Tarea a realizar: Prosigue la semblanza de Hernando Vicente Escobar a partir de su última oración.

Texto del documento:
------------------------------------------------------------------------
El pasado domingo un nutrido grupo de sus viejos amigos, otro más notorio aun de quienes fueron miembros de mis gabinetes como alcalde, me acompañaron a decir adiós a un personaje demasiado tulueño, demasiado vertical en sus actitudes y sobradamente leal como fue Hernando Vicente Escobar.
Durante 36 años, desde cuando fui alcalde por primera vez en 1988, Hernando Vicente fue el ayudante mayor de mi oficio de escribir, como alcalde, como gobernador, pero fundamentalmente como escritor.
El fue el digitador de todos los libros que desde entonces escribí y publiqué. Como tal entonces, con la misma facilidad y respeto conque me corregía las fallas protuberantes en que caía con mi narrativa desbocada, se carcajeaba apuntalado con humor sarcástico y su sapiencia cultural.
Hubo muchas cosas de él que nunca contó y que yo preferí no insistir en averiguar. Con la dignidad de monje trapense, abrumado por el perfil del benedictino, vivió los últimos 50 años de su vida con su padre y sus tías solteronas y cuando uno a una les llevó hasta el cementerio, se quedó solo en la frialdad de su casa del Alvernia. Sabía de montajes digitales y de impresos antiguos y modernos.
------------------------------------------------------------------------
Datos registrados:

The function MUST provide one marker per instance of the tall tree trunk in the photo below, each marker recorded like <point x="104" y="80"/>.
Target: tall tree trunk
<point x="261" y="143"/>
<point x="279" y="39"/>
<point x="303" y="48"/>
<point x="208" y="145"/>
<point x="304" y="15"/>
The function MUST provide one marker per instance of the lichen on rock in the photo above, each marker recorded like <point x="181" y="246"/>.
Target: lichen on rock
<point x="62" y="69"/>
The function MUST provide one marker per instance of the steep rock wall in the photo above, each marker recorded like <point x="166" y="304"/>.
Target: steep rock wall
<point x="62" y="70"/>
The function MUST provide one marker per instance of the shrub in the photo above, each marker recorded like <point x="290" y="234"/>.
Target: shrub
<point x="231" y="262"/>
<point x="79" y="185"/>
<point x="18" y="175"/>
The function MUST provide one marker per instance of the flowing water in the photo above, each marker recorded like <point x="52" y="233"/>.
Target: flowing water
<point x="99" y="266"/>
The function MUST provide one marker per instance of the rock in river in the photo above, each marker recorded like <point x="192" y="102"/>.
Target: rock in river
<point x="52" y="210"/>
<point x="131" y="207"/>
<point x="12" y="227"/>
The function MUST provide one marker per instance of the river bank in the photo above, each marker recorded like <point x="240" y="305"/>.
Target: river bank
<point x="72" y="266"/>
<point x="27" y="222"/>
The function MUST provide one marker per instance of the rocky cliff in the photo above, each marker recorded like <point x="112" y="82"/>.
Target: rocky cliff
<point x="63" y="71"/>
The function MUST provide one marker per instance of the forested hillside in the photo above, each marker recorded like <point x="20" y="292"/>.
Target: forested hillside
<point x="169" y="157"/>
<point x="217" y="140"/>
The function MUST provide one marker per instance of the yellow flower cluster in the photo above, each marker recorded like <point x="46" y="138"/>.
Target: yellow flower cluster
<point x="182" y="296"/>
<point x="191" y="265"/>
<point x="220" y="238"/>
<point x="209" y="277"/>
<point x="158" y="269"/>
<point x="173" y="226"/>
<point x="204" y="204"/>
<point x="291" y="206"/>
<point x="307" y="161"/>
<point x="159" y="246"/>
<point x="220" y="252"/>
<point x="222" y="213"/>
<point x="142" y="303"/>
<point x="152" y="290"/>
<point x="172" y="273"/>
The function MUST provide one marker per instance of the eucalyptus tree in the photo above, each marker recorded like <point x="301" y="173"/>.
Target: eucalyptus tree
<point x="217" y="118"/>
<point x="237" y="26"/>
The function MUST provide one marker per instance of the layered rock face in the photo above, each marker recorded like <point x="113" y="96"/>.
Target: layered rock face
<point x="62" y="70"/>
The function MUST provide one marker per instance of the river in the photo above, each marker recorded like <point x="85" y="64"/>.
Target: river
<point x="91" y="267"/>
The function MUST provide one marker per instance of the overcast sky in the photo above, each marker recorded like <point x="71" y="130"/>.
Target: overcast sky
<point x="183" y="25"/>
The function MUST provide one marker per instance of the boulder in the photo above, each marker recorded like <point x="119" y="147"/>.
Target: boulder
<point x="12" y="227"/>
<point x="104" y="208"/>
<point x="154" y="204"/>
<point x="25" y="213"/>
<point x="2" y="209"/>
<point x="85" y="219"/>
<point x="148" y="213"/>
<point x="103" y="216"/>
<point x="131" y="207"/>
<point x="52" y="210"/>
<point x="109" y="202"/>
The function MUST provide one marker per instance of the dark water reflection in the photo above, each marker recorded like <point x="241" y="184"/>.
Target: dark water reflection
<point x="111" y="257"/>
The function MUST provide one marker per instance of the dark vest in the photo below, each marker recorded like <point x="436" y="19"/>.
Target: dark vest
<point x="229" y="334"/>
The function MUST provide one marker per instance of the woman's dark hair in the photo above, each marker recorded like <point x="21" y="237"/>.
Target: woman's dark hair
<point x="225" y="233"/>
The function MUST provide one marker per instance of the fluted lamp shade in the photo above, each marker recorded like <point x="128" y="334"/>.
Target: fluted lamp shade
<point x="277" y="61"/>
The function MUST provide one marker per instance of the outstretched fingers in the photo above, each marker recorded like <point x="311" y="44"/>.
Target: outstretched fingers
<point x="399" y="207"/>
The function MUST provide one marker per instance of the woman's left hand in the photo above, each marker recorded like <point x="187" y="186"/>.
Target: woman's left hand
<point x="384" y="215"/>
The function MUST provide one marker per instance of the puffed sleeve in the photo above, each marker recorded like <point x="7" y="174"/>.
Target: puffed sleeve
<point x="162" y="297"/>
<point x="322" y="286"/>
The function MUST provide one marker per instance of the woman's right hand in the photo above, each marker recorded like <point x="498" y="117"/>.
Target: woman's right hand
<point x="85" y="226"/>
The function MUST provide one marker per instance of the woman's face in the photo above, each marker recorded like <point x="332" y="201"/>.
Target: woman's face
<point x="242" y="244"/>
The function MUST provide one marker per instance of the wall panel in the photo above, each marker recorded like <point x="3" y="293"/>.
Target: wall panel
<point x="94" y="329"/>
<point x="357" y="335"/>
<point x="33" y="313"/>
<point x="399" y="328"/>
------------------------------------------------------------------------
Espacio de respuesta:
Escribió y publicó más de un folleto promocional y nos dejó un hermoso libro “Recuerdos Tulueños” que lo entronizó como lo que siempre fue: un testigo excepcional de una ciudad que amó y defendió con ahínco. Glotón excelso, evitó con magia su diabetes y le mamó gallo a sus riñones averiados y a la creatinina para poder seguir saboreando los platos de aquí y allá. Acatando su postrera prohibición, me abstuve de hablar en su funeral.
Ahora que siento dura su ausencia pienso que él sabía que no podría haberlo hecho porque hubiese estallado en ese llanto contenido que estoy guardando desde cuando me dijo que su tumor era canceroso pero que se iba a someter a la esperanza inaudita de la quimio. No podía oponerme. Era su vida y la afrontó como mejor creyó que debía hacerlo.